=== SUPPLIED PASSAGE ===

On 2/26/13 1:31 PM, Mircea Markus wrote:
Adding inifinispan-dev, as other people might be interested in this
as
well.
On 26 Feb 2013, at 10:57, Pedro Ruivo wrote:
> hi,
>
> I found the blocking problem with the state transfer this morning. It
> happens because of the reordering of a regular and OOB message.
>
> Below, is a simplification of what is happening for two nodes
>
> A: total order broadcasts rebalance_start
>
> B: (incoming thread) delivers rebalance_start
> B: has no segments to request so the rebalance is done
> B: sends async request with rebalance_confirm (unicast #x)
> B: sends the rebalance_start response (unicast #x+1) (the response is
> a regular message)
>
> A: receives rebalance_start response (unicast #x+1)
> A: in UNICAST2, it detects the message is out-of-order and blocks the
> response in the sender window (i.e. the message #x is missing)
> A: receives the rebalance_confirm (unicast #x)
> A: delivers rebalance_confirm. Infinispan blocks this command until
> all the rebalance_start responses are received ==> this originates a
> deadlock! (because the response is blocked in unicast layer)

=== MATERIAL ===

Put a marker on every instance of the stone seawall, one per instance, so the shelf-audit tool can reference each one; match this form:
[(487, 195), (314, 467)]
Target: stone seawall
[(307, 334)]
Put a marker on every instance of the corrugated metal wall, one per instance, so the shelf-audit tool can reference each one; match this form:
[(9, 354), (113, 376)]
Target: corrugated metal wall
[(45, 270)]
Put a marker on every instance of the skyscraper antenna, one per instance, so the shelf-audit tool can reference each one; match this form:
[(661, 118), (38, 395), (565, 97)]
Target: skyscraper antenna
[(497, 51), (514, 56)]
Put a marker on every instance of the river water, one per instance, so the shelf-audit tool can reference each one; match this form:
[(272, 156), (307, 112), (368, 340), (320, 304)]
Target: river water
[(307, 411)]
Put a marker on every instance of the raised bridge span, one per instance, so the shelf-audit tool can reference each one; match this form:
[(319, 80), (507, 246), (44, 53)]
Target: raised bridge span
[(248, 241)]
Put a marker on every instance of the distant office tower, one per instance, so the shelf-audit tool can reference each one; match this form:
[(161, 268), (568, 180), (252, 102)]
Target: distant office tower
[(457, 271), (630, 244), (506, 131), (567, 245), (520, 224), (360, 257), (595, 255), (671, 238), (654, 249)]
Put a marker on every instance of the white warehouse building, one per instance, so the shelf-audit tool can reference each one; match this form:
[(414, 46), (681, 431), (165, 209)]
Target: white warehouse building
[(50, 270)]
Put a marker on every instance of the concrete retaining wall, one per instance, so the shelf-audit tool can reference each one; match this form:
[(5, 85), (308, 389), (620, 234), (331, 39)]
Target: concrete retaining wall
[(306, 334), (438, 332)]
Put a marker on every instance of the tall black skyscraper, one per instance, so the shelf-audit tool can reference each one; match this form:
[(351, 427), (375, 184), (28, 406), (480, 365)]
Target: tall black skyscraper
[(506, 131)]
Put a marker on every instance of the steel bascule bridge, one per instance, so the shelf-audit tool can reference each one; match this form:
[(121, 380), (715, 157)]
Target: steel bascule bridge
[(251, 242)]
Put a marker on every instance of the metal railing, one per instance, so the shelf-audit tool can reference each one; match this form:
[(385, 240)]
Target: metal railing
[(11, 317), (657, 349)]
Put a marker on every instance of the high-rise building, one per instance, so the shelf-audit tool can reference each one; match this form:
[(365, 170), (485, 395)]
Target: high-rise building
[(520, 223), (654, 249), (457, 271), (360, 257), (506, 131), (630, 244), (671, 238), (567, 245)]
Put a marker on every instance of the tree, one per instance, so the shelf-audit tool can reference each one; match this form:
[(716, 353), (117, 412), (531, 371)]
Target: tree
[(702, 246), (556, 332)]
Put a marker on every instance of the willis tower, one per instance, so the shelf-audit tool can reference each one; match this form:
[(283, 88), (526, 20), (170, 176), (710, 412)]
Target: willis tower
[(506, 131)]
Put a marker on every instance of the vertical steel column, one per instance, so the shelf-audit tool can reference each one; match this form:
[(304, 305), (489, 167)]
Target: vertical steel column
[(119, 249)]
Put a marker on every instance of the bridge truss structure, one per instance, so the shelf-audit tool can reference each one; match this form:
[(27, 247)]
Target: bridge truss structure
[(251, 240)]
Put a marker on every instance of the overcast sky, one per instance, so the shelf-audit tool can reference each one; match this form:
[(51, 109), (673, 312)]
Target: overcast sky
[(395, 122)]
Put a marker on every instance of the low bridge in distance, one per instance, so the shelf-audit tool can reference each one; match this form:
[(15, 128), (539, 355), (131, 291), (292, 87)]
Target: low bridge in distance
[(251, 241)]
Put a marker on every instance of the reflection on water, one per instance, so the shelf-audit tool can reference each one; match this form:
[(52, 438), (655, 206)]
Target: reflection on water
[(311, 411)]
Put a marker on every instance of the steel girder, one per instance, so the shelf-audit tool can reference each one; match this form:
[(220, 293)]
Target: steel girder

===

THE REQUEST: Pick up the mailing-list message about the state transfer deadlock and carry it on from its last sentence. The records have nothing to do with the mailing-list message about the state transfer deadlock.

WRITTEN RESPONSE:
wondering why does this happen: the "rebalance_start response"
(regular unicast #x+1) should not wait for the rebalance_confirm (OOB
message) as there's no ordering between them, but be passed up the
stack by jgroups.
No, regular messages have to wait until *all* messages with seqnos lower
than their own are delivered. OOB messages OTOH can be delivered as soon
as we've successfully added them to the receiver window.
The reason is that we use the same receiver windows for regular and OOB
messages. If we didn't, we'd have to send 2 digests instead of 1, and
this would significantly complicate the design. It would also affect
other protocols, e.g. STABLE...
--
Bela Ban, JGroups lead (
http://www.jgroups.org)